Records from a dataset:
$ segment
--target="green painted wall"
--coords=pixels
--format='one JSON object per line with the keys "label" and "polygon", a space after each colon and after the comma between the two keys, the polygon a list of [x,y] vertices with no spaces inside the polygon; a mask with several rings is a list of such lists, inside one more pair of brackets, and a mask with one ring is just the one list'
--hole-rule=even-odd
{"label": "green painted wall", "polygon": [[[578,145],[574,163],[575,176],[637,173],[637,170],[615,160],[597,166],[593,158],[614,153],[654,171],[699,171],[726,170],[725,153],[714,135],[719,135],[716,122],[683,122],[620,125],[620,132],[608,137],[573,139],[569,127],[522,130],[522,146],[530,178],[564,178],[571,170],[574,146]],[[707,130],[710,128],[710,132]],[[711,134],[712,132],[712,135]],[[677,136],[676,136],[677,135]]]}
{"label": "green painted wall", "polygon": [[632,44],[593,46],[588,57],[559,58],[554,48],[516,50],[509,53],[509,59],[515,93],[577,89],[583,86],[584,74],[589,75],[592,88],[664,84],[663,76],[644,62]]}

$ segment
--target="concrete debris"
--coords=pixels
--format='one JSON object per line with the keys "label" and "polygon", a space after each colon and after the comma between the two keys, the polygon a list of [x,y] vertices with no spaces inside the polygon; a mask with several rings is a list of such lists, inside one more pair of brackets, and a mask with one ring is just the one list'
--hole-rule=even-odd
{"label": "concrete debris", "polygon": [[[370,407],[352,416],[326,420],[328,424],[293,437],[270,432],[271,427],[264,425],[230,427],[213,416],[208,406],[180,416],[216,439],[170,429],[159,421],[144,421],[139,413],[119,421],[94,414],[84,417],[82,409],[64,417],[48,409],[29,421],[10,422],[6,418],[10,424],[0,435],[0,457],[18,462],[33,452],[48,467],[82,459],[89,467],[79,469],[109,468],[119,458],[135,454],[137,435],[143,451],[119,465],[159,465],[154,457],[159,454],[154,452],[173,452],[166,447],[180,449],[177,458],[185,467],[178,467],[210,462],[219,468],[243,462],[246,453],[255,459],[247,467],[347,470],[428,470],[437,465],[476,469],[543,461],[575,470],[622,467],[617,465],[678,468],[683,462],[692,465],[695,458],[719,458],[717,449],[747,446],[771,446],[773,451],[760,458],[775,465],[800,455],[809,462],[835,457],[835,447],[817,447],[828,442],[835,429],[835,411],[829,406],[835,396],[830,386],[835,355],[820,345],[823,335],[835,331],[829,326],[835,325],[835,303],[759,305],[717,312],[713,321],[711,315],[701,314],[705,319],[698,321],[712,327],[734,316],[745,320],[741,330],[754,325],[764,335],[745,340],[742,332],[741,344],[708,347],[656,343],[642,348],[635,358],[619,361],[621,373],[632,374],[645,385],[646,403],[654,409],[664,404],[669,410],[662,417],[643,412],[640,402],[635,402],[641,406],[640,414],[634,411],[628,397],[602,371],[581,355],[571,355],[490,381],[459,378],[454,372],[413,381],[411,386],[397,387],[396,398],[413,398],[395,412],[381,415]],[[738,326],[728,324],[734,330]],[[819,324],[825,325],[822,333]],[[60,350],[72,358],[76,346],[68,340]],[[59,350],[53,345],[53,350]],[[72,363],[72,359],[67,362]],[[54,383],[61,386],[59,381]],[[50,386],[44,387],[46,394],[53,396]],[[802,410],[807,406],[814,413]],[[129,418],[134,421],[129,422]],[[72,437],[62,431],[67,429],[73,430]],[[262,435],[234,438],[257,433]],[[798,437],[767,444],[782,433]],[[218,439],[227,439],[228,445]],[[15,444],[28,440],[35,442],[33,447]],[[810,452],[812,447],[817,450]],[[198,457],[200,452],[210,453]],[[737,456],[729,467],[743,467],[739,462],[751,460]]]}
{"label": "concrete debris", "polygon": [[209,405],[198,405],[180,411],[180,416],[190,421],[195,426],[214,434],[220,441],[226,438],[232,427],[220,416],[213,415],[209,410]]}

- _Stated exercise_:
Please give back all of the records exactly as written.

- _Full output_:
$ segment
--target="green painted wall"
--coords=pixels
--format='one JSON object per line with the keys "label" and "polygon", a space after each colon and after the comma between the two keys, the polygon a list of [x,y] vertices with no spaces inside the polygon; a mask with several rings is a list of such lists, inside one more pair of brackets, and a mask with one ring is just the one list'
--hole-rule=even-odd
{"label": "green painted wall", "polygon": [[[578,145],[574,163],[575,176],[637,173],[637,170],[615,160],[597,166],[593,158],[614,153],[654,171],[699,171],[726,170],[725,153],[714,135],[719,135],[716,122],[683,122],[620,125],[620,132],[608,137],[573,139],[569,127],[522,130],[522,146],[530,178],[564,178],[571,170],[574,146]],[[707,130],[710,128],[710,132]],[[711,134],[712,132],[712,135]],[[677,136],[676,136],[677,135]]]}
{"label": "green painted wall", "polygon": [[632,44],[593,46],[588,57],[559,58],[554,48],[516,50],[509,53],[509,59],[515,93],[577,89],[583,86],[584,74],[589,75],[592,88],[664,84],[663,76],[644,62]]}

$ segment
--target="concrete debris"
--coords=pixels
--format='one JSON object per line with the keys "label" and "polygon", a space after each colon and after the comma between the two keys, the polygon a list of [x,y] vertices with no spaces inside the polygon; a mask with several rings is a list of such lists, inside one more pair of brackets, and a mask with one ring is just the one list'
--hole-rule=even-odd
{"label": "concrete debris", "polygon": [[[370,407],[352,416],[326,420],[328,424],[293,437],[270,432],[271,427],[264,425],[230,427],[213,416],[208,406],[180,416],[216,439],[170,429],[159,421],[144,421],[139,413],[119,421],[94,414],[84,417],[82,409],[64,417],[48,409],[29,421],[10,422],[6,418],[10,424],[0,435],[0,457],[18,462],[33,452],[48,467],[82,459],[89,467],[79,469],[109,468],[119,458],[135,454],[137,435],[143,451],[119,465],[159,465],[154,457],[159,454],[154,452],[173,452],[166,447],[180,449],[177,458],[185,467],[178,467],[210,462],[219,468],[243,462],[246,453],[255,459],[247,467],[347,470],[428,470],[437,465],[476,469],[543,461],[575,470],[622,467],[617,465],[678,468],[683,462],[692,465],[695,458],[719,458],[717,449],[747,446],[771,446],[773,451],[760,458],[775,465],[800,455],[809,462],[835,457],[835,447],[817,447],[828,442],[835,429],[835,411],[829,406],[835,396],[830,386],[835,355],[820,345],[823,335],[835,331],[829,326],[835,325],[835,303],[759,305],[717,312],[713,321],[711,315],[701,314],[705,319],[698,321],[712,327],[734,316],[745,320],[741,330],[754,325],[764,335],[745,340],[742,332],[741,344],[708,347],[656,343],[642,348],[635,358],[619,361],[621,373],[632,374],[645,385],[646,403],[654,409],[664,404],[669,410],[662,417],[643,412],[640,402],[635,402],[641,406],[640,414],[634,411],[628,397],[602,371],[581,355],[571,355],[490,381],[459,378],[454,372],[413,381],[411,386],[397,387],[396,398],[413,398],[395,412],[381,415]],[[738,326],[728,324],[734,330]],[[819,324],[825,325],[822,333]],[[60,350],[72,358],[76,346],[68,340]],[[59,350],[53,345],[53,350]],[[72,363],[72,359],[67,362]],[[54,383],[61,386],[59,381]],[[50,386],[44,387],[46,394],[53,396]],[[802,410],[807,406],[814,413]],[[129,418],[134,421],[129,422]],[[72,437],[62,431],[67,429],[73,430]],[[262,435],[234,438],[257,433]],[[798,437],[767,444],[782,433]],[[218,439],[227,439],[228,445]],[[15,444],[28,440],[35,442],[33,447]],[[810,452],[812,447],[817,450]],[[198,457],[200,452],[210,453]],[[737,456],[729,467],[743,467],[739,462],[751,460]]]}
{"label": "concrete debris", "polygon": [[209,405],[198,405],[180,411],[180,416],[190,421],[195,426],[214,434],[220,441],[226,438],[232,427],[220,416],[213,415],[209,410]]}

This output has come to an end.